◆ Task to carry out: Repeat verbatim only the lines from the opening of the material below through the one that contains "target | gas range".

◆ Dataset content:
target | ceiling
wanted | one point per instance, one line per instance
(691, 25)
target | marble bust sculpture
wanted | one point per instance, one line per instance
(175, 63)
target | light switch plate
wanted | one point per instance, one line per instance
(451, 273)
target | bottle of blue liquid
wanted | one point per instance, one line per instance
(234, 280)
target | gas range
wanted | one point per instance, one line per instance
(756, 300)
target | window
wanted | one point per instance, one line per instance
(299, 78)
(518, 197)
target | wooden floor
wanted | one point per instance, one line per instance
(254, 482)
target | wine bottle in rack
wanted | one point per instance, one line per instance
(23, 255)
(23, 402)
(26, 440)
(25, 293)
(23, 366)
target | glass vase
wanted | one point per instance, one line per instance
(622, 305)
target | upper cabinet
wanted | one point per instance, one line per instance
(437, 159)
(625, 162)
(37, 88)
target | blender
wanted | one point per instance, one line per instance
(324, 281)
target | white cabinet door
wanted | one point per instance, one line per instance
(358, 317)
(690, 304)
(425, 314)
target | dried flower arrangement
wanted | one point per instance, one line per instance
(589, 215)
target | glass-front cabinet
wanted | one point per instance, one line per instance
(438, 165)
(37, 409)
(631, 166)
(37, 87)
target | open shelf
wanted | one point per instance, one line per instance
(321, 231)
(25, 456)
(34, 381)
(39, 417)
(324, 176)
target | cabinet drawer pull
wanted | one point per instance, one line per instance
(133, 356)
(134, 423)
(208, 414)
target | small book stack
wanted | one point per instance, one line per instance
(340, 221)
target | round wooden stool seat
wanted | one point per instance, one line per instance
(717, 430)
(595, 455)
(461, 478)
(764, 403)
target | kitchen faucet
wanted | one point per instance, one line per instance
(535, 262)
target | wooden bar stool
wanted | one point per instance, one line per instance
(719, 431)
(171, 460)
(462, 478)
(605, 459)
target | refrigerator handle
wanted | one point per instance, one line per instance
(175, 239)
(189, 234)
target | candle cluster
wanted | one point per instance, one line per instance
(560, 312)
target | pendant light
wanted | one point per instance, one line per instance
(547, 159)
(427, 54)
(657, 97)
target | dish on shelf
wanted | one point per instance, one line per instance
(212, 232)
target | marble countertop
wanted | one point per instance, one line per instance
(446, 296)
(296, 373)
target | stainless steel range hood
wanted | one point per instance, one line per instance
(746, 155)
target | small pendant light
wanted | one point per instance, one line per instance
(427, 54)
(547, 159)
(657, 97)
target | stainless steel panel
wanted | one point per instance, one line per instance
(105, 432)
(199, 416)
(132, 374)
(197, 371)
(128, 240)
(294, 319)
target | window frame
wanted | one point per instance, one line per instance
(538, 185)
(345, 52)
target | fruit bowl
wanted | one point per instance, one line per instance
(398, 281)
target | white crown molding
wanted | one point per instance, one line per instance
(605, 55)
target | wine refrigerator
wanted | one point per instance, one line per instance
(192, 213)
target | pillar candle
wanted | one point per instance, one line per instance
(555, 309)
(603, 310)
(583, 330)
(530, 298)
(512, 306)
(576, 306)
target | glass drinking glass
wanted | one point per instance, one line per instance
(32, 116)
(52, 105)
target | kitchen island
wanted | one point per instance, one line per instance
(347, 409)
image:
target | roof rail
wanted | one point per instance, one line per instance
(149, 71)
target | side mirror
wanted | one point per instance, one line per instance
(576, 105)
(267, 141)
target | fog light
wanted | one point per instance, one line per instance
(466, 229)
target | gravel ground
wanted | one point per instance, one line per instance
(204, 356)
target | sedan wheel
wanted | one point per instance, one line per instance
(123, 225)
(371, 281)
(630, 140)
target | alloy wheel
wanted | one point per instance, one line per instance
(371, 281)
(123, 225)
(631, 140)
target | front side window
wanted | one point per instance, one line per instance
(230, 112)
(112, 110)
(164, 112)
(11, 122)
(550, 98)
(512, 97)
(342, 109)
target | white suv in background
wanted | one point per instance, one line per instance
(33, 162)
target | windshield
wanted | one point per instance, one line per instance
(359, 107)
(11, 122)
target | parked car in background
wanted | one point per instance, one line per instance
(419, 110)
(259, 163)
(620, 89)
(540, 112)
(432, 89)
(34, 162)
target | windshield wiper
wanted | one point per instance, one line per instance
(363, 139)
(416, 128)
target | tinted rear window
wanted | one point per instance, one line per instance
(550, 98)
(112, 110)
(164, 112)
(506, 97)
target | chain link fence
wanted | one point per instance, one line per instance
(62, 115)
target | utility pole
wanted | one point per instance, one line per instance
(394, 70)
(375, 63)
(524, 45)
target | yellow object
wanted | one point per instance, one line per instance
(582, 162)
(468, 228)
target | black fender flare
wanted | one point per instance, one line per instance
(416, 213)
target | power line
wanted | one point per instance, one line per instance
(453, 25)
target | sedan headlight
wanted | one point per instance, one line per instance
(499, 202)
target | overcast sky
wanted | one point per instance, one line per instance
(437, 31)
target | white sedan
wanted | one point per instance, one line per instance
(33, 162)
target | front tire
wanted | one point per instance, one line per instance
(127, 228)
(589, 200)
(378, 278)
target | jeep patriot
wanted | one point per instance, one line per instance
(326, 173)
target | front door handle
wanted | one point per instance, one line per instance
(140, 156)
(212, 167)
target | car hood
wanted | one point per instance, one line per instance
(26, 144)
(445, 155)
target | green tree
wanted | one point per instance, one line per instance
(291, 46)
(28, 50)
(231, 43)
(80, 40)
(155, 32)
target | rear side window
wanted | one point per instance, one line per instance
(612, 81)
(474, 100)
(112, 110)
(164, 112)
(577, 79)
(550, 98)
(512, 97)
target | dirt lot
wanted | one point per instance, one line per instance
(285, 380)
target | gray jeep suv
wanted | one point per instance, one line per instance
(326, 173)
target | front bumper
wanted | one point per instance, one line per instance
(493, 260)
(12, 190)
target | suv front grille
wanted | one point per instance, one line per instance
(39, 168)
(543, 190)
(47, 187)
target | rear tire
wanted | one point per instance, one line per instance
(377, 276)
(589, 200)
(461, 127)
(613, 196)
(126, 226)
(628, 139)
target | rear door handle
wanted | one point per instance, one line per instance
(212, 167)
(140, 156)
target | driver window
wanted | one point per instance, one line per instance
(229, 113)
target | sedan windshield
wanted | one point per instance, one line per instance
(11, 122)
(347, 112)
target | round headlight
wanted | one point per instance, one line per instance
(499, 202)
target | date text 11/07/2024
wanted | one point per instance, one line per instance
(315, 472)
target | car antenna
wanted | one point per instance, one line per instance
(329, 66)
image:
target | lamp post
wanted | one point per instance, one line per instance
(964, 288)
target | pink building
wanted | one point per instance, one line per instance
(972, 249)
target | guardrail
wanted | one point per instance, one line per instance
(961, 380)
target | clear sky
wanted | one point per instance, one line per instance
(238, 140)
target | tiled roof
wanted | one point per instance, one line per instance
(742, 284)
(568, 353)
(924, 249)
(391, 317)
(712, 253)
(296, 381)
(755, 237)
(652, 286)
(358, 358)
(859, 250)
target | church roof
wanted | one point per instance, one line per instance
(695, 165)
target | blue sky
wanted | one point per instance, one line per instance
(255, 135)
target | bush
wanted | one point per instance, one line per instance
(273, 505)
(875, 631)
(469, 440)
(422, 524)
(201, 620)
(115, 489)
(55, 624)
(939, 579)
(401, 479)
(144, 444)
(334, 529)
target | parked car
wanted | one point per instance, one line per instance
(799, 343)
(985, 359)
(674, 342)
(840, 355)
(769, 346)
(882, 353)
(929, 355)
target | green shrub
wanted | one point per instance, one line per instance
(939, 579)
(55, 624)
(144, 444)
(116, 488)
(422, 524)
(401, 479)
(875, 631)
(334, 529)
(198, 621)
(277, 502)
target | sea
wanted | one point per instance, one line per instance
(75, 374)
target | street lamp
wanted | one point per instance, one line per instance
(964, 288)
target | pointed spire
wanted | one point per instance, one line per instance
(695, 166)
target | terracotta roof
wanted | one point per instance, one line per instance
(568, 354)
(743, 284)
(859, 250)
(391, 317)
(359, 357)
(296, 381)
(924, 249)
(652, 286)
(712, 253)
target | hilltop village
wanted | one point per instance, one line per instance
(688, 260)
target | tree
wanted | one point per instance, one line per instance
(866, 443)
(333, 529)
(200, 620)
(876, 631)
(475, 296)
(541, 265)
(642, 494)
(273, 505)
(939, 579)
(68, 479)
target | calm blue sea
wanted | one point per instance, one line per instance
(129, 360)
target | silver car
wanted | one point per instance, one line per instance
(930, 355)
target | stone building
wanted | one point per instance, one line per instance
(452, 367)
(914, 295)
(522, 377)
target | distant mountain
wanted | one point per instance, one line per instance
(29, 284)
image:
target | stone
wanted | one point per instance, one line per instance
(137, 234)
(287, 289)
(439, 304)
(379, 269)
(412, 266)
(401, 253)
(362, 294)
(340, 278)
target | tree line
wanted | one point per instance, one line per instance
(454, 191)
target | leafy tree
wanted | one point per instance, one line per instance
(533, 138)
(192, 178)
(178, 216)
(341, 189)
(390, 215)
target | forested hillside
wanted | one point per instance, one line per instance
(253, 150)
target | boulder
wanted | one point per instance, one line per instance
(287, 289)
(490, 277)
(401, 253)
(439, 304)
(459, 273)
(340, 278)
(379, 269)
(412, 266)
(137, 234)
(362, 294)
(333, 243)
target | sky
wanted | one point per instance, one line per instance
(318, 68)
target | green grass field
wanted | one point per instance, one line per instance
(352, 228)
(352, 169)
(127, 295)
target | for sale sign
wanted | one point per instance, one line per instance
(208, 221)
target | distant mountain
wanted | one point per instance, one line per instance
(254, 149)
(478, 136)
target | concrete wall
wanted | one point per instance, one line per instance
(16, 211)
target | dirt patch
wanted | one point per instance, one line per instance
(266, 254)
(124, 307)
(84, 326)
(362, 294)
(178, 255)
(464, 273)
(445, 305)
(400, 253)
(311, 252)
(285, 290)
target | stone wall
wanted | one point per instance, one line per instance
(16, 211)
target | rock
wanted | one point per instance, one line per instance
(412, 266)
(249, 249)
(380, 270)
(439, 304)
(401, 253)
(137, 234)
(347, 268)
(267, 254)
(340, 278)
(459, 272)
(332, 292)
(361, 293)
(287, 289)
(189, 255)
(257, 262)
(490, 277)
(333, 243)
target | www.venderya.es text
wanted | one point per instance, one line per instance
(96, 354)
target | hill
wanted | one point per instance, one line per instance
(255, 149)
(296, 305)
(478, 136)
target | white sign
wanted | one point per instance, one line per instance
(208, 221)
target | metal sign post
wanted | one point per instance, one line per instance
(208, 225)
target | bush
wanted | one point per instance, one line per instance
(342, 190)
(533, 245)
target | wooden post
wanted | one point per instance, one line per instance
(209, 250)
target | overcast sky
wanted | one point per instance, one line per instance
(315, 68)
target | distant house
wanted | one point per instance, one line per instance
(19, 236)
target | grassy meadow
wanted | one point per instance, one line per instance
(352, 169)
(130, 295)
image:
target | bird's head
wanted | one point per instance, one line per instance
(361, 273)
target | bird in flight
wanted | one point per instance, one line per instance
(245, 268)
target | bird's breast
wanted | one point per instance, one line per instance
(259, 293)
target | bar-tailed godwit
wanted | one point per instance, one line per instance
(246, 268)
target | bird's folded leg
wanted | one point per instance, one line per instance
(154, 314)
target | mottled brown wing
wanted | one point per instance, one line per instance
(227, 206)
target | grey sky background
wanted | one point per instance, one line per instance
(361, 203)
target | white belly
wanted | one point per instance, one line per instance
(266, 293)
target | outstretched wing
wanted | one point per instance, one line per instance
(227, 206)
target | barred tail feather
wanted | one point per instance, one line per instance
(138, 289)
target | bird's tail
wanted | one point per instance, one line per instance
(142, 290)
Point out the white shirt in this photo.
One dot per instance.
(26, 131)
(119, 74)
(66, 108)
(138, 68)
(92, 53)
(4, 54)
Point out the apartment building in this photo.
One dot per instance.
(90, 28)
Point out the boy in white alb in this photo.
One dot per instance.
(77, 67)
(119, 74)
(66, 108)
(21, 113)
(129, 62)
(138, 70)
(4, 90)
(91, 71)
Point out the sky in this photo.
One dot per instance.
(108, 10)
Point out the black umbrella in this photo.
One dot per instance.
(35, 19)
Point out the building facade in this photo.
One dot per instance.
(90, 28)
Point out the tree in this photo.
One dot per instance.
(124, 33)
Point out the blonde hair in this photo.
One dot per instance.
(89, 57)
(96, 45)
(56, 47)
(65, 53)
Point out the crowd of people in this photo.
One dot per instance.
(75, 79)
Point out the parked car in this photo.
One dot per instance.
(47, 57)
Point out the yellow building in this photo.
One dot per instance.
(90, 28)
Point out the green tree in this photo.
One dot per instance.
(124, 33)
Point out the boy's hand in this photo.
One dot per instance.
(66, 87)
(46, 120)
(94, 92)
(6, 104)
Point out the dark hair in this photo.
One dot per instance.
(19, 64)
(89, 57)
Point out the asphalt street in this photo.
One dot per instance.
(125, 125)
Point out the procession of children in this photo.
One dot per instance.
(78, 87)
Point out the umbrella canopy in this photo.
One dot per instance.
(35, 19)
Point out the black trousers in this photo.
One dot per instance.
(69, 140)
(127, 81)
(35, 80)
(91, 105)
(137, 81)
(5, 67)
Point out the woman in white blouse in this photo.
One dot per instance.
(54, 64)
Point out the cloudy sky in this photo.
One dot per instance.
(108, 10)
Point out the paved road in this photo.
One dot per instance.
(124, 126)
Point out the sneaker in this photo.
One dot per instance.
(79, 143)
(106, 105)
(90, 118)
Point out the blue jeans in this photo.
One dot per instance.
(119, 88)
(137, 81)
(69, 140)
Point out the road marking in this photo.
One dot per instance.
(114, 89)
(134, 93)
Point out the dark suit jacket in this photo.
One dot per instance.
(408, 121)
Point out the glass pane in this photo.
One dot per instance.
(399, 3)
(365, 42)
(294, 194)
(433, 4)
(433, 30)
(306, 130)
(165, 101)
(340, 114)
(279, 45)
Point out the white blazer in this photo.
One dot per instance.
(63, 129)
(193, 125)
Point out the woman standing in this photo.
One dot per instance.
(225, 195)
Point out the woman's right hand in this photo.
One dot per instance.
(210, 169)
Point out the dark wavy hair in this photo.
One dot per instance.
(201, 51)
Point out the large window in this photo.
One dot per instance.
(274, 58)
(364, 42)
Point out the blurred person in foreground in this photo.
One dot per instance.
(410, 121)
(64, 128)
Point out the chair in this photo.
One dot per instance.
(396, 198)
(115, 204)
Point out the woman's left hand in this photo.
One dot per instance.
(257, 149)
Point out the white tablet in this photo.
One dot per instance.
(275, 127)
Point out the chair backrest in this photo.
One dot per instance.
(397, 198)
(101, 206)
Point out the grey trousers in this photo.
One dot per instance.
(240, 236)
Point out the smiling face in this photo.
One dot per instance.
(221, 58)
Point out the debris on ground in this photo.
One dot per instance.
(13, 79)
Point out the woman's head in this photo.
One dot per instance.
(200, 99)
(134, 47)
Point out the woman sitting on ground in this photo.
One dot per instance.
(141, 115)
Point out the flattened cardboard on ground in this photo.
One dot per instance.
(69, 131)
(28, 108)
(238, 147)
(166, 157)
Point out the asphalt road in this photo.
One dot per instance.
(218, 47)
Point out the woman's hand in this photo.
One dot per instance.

◆ Response to this task:
target | ceiling
wanted | one point per instance, one line per instance
(691, 25)
target | marble bust sculpture
wanted | one point per instance, one line per instance
(175, 63)
target | light switch plate
wanted | one point per instance, one line per instance
(451, 273)
target | bottle of blue liquid
wanted | one point per instance, one line per instance
(234, 280)
target | gas range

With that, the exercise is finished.